__Work item__:
Read through the records. Copy each line that has the word "below".

__Provided records__:
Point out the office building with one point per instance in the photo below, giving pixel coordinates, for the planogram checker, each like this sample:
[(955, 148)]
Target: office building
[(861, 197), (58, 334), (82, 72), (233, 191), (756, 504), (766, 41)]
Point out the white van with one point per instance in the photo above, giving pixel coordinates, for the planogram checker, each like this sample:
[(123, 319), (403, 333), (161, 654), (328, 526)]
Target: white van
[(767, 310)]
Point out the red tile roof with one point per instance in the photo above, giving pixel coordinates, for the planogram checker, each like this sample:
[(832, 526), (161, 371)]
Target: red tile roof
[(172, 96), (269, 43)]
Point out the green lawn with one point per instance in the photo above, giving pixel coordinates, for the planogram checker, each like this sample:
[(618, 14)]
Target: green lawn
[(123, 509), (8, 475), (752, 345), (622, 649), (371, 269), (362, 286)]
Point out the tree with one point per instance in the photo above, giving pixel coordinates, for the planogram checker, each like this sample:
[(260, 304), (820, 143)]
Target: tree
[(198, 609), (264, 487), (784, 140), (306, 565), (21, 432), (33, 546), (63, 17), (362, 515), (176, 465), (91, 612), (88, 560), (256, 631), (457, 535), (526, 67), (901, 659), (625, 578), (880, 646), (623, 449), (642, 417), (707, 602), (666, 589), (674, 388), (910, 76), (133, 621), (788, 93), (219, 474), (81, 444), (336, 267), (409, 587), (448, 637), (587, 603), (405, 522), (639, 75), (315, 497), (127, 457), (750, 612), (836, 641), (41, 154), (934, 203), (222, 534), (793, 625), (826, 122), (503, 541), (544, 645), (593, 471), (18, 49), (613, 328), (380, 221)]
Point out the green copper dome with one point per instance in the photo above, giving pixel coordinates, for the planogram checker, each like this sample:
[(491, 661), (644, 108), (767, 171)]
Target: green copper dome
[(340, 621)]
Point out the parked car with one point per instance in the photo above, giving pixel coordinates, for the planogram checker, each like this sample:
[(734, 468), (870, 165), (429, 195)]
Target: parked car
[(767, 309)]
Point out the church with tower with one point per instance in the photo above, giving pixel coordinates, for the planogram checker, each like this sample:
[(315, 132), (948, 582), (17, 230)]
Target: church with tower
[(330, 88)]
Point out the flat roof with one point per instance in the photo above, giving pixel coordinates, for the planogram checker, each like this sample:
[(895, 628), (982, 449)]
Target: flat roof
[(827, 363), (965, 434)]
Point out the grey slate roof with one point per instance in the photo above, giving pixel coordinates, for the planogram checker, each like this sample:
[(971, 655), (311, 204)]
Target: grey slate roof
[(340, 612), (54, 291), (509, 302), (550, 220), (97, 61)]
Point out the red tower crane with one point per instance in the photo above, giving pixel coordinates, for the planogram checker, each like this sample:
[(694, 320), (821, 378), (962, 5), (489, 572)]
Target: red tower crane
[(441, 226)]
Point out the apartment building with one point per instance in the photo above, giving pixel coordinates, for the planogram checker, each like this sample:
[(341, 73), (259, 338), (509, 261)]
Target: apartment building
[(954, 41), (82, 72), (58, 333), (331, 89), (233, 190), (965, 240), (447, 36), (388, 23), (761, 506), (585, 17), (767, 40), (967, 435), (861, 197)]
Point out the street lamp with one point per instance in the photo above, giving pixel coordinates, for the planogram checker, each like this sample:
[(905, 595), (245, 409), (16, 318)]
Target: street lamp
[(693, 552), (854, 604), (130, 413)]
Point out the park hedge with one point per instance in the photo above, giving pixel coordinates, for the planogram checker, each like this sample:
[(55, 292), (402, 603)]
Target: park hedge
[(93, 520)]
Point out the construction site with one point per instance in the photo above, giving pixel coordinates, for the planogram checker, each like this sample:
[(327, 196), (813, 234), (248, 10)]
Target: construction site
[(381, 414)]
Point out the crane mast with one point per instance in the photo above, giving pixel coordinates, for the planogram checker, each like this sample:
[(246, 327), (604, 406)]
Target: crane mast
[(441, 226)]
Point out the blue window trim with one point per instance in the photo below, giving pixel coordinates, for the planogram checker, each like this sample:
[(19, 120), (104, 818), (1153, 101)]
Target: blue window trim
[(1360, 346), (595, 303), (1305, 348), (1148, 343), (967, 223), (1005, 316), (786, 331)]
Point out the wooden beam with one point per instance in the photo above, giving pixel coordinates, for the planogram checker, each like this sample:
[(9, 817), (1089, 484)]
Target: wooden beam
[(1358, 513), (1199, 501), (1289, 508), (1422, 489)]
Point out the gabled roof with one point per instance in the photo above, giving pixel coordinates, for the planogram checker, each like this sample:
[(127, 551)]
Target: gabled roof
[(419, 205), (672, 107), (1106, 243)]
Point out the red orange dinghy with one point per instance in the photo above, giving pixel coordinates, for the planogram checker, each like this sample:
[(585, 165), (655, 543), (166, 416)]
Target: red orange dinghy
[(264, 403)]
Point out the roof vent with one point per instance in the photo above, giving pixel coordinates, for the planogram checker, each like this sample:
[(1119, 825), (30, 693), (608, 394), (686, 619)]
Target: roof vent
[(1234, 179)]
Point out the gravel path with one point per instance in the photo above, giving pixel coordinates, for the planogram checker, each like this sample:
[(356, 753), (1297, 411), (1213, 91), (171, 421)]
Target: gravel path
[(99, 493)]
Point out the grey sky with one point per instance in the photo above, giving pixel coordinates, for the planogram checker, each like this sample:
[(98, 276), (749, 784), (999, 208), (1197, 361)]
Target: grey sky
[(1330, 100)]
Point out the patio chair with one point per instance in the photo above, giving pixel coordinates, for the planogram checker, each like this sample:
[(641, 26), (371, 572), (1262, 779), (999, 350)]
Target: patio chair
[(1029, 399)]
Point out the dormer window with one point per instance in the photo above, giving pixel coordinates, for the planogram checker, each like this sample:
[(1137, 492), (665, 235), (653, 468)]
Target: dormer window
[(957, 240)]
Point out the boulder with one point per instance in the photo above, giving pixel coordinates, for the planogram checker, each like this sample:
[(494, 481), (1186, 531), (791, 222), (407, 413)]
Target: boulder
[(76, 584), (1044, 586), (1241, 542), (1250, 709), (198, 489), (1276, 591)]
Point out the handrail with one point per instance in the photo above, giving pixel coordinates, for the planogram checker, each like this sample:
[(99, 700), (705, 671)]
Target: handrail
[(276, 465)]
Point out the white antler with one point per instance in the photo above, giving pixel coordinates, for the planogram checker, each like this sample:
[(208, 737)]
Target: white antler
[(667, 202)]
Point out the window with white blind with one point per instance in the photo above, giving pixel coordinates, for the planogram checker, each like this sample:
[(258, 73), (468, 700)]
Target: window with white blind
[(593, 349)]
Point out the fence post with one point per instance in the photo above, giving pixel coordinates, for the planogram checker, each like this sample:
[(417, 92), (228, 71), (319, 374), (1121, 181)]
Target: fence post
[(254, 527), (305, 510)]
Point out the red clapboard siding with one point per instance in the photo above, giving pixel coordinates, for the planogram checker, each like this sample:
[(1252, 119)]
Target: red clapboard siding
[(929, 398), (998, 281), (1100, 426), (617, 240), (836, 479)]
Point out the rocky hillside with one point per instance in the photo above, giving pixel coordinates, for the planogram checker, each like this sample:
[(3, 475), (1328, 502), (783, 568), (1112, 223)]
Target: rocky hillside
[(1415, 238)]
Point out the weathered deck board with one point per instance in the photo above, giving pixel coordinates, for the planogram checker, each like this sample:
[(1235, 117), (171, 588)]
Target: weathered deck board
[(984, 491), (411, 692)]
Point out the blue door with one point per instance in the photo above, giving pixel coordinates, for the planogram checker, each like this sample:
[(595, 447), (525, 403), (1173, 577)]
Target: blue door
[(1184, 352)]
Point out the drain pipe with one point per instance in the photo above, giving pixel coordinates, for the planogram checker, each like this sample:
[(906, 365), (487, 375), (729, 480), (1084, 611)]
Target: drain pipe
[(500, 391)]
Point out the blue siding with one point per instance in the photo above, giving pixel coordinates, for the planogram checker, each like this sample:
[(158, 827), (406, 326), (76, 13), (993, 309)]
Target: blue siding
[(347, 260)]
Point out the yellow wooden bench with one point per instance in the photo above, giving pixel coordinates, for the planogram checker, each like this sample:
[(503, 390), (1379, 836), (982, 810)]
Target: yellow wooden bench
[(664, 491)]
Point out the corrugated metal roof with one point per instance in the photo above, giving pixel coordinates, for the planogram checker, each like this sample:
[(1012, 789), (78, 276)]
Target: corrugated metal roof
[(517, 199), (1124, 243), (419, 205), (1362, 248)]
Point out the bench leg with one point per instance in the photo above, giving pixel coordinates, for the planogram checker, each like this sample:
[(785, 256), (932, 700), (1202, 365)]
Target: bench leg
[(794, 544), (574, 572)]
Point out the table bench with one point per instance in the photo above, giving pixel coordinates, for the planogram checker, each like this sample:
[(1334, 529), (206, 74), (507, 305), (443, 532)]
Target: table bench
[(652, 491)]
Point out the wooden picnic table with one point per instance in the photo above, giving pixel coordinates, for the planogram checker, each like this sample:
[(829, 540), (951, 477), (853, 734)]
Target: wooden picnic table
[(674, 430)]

__Response to this exercise__:
Point out the office building with one point per instance in the photo below, giving pixel coordinates, for the planogram checker, each like this sample:
Point out the blue window trim with one point per instance in the photo below, giving pixel coordinates, for the planogram checker, each like this sample:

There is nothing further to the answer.